_BRIEF_:
Write out the data below in full. Keep it exact.

--- BEGIN TASK MATERIAL ---

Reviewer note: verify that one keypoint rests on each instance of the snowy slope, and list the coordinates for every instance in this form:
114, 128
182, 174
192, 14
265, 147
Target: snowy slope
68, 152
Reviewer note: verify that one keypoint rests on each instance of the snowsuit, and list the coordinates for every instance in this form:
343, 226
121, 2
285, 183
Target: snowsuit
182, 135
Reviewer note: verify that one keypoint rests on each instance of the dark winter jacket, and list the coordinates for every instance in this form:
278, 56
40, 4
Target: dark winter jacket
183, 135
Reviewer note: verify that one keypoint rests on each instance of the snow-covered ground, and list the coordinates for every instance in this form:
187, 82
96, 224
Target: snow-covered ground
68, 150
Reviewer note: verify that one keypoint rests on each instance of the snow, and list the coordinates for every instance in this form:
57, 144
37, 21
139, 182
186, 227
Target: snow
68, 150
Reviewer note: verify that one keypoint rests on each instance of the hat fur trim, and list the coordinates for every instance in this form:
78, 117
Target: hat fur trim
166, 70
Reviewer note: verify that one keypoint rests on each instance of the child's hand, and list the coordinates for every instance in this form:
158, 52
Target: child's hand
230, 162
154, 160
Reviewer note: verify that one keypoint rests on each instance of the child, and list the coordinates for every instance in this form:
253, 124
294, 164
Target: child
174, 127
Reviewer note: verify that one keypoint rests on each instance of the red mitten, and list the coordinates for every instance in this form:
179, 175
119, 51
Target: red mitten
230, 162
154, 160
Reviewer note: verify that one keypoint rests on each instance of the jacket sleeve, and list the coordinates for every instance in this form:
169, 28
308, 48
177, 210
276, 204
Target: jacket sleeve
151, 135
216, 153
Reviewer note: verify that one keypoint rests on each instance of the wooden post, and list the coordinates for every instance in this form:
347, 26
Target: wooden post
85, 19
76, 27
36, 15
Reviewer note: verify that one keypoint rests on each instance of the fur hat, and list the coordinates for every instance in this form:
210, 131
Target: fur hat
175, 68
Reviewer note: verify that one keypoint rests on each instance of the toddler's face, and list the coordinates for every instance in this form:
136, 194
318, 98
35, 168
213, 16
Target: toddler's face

--- END TASK MATERIAL ---

_SOLUTION TO THE PROBLEM_:
Reviewer note: verify that one keypoint rests on each instance of the snowy slope, and list the coordinates for every instance in this form:
114, 128
182, 174
192, 14
265, 147
Target: snowy slope
68, 152
Reviewer note: verify that one keypoint rests on each instance of the snowsuit, and list the coordinates for every instance in this form:
343, 226
121, 2
285, 183
Target: snowsuit
182, 135
Reviewer note: verify that one keypoint rests on each instance of the dark winter jacket, and list the coordinates for every instance in this form:
278, 56
40, 4
Target: dark winter jacket
183, 135
Reviewer note: verify that one keypoint rests on each instance of the snow-covered ground, and list the coordinates for every instance in this form:
187, 82
96, 224
Target: snow-covered ground
68, 150
Reviewer note: verify that one keypoint rests on each instance of the snow, and list the coordinates for every instance in this form:
57, 144
37, 21
139, 182
186, 227
Target: snow
68, 150
Reviewer note: verify that one keypoint rests on each instance of the hat fur trim, and list the coordinates for every instance in this form:
78, 117
Target: hat fur trim
166, 70
Reviewer note: verify that one keypoint rests on each instance of the child's hand, and list the coordinates for every instance in this form:
158, 52
Target: child's hand
230, 162
154, 160
Reviewer note: verify that one keypoint rests on each instance of the child, and list the coordinates for every instance in this form:
253, 124
294, 164
Target: child
174, 127
Reviewer note: verify that one keypoint rests on each instance of the red mitten, and list the coordinates for every instance in this form:
179, 175
119, 51
Target: red mitten
230, 162
154, 160
Reviewer note: verify that one keypoint rests on each instance of the jacket sleeve, and list the coordinates for every instance in this form:
169, 28
308, 48
177, 210
276, 204
Target: jacket sleeve
151, 135
216, 153
Reviewer note: verify that one keypoint rests on each instance of the wooden post, and list the coordinates for every instance in this form:
347, 26
Target: wooden post
85, 19
76, 27
36, 15
Reviewer note: verify that one keypoint rests on each instance of the fur hat, and list the coordinates for every instance in this form:
210, 131
Target: fur hat
175, 68
Reviewer note: verify that one keypoint rests on each instance of the toddler's face, and list the coordinates for every instance in this form:
136, 194
318, 98
35, 168
213, 16
Target: toddler's face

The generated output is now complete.